■ **Written exercise**
Please rewrite the listing below, substituting "nonzero winding rule" for every occurrence of "even-odd fill rule" and keeping everything else the same. Leave the pictures out of your answer.

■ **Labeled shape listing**

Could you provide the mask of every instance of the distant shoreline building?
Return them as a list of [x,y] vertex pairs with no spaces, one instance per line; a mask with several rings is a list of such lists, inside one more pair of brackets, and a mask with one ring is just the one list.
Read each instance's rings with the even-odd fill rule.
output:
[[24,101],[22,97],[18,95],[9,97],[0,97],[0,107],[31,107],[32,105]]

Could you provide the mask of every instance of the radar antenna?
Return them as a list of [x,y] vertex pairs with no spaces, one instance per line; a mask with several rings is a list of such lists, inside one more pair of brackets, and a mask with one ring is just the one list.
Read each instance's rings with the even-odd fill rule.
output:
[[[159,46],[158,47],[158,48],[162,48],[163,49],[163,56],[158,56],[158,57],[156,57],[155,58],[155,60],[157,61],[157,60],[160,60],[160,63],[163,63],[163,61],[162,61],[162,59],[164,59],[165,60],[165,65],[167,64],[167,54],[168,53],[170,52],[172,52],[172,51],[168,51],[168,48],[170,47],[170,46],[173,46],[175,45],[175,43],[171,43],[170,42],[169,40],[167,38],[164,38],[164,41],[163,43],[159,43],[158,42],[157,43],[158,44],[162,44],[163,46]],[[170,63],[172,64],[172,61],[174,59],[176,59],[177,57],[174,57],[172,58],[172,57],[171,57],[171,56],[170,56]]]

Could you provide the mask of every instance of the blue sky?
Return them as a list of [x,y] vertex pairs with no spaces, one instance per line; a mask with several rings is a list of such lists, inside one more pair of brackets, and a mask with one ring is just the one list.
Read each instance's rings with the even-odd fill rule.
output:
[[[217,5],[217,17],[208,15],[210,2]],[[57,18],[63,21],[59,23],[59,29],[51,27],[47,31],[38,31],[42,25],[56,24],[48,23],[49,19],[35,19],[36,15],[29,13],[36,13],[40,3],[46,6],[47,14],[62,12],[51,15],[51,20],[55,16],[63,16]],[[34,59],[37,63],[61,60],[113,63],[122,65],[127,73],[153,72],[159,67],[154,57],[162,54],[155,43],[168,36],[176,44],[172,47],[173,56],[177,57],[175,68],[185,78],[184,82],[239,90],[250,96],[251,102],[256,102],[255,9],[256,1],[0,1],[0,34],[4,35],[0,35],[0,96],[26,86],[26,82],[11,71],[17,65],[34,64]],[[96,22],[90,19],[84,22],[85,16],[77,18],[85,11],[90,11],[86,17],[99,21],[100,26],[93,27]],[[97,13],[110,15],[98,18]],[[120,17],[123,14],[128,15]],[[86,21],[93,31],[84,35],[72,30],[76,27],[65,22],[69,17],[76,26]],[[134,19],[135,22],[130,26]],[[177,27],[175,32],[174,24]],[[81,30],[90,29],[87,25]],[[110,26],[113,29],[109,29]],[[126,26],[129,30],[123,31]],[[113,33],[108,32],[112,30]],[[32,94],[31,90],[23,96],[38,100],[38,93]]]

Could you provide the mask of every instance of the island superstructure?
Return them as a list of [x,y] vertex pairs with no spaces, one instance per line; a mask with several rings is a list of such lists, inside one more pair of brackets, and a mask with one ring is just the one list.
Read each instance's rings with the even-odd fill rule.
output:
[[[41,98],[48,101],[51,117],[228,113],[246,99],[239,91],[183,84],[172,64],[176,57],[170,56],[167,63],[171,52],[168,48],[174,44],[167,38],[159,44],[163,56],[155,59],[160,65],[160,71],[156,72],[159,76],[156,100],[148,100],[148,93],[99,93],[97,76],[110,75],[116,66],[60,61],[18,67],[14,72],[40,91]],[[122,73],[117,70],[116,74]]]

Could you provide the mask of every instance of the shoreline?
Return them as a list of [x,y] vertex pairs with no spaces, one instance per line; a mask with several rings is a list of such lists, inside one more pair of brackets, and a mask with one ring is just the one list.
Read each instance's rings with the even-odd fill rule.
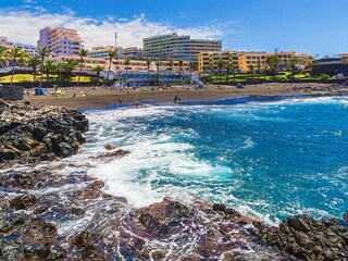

■ **Exercise output**
Could you provide the mask of every instance of the distant shoreline building?
Return them as a list of [x,y] vertex pairs with no spaces, one instance per line; a mask with several rings is a list of such lists, inside one more pair of brackets, and a mask with one ring is just the one list.
Read each instance's rings with the nonzero winding rule.
output:
[[24,101],[22,97],[18,95],[9,97],[0,97],[0,107],[31,107],[32,105]]

Could you provide the mask of every instance of the radar antenna?
Return them as a list of [x,y] vertex pairs with no spaces, one instance per line; a mask with several rings is a list of such lists, inside one more pair of brackets, and a mask with one ring is just the one list.
Read each instance's rings with the nonzero winding rule.
output:
[[[159,46],[158,47],[158,48],[162,48],[163,49],[163,56],[158,56],[158,57],[156,57],[155,58],[155,60],[157,61],[157,60],[160,60],[160,63],[163,63],[163,61],[162,61],[162,59],[164,59],[165,60],[165,65],[167,64],[167,54],[168,53],[170,52],[172,52],[172,51],[168,51],[168,48],[170,47],[170,46],[173,46],[175,45],[175,43],[171,43],[170,42],[169,40],[167,38],[164,38],[164,41],[163,43],[159,43],[158,42],[157,43],[158,44],[162,44],[163,46]],[[170,63],[172,64],[172,61],[174,59],[176,59],[177,57],[174,57],[172,58],[172,57],[171,57],[171,56],[170,56]]]

Could you provide the mask of every instance of the blue sky?
Return them as a list of [x,y] vertex pairs with no spaces, one instance per line; a mask with several rings is a list of such lists, inside one more pair of brackets, and a mask with one ring is just the one list.
Read each instance's rings with the nonzero winding rule.
output:
[[[217,5],[217,17],[208,15],[210,2]],[[57,18],[63,21],[59,23],[59,29],[51,27],[47,31],[38,31],[42,25],[56,24],[48,23],[49,19],[35,19],[36,15],[29,13],[36,13],[40,3],[46,6],[47,14],[62,12],[51,15],[51,20],[55,16],[63,16]],[[34,59],[37,63],[61,60],[113,63],[122,65],[127,73],[153,72],[159,67],[154,57],[162,54],[155,43],[168,36],[176,44],[172,47],[173,56],[177,57],[175,68],[185,78],[184,82],[239,90],[250,96],[251,102],[256,102],[255,9],[256,1],[0,1],[0,34],[4,35],[0,35],[0,96],[26,86],[26,82],[11,71],[17,65],[34,64]],[[96,22],[90,19],[84,22],[85,16],[77,18],[85,11],[90,11],[86,17],[99,21],[100,26],[93,27]],[[97,13],[110,15],[98,18]],[[120,17],[123,14],[128,15]],[[86,21],[93,31],[84,35],[72,30],[76,27],[65,22],[69,17],[76,26]],[[134,19],[135,22],[130,26]],[[177,27],[175,32],[174,24]],[[81,30],[90,29],[87,25]],[[110,26],[113,29],[109,29]],[[126,26],[129,30],[123,31]],[[113,33],[108,32],[112,30]],[[32,94],[31,90],[23,96],[38,100],[38,93]]]

Could you provide the mask of every instance of the island superstructure?
Return them as a list of [x,y] vertex pairs with no spaces, one instance per line; a mask with several rings is a list of such lists, inside one more pair of brackets, and a mask with one ring is just the one list.
Read each instance's rings with the nonzero winding rule.
output:
[[[41,98],[48,101],[51,117],[228,113],[246,99],[239,91],[183,84],[172,64],[176,57],[170,56],[167,63],[171,52],[168,48],[174,44],[167,38],[159,44],[163,56],[155,59],[160,65],[160,71],[156,72],[159,76],[156,100],[148,100],[148,93],[99,93],[97,76],[110,75],[116,66],[60,61],[18,67],[14,72],[40,91]],[[122,73],[117,70],[116,74]]]

Could you provide the mask of every instance of the shoreline?
Return them as a list of [x,y] vertex pairs with no spaces, one instance per line; a mask with several rings is a list of such lists, inside one more pair of brackets, and a mask with one ring is just the one list.
Read each instance's rings with the nonzero winding rule.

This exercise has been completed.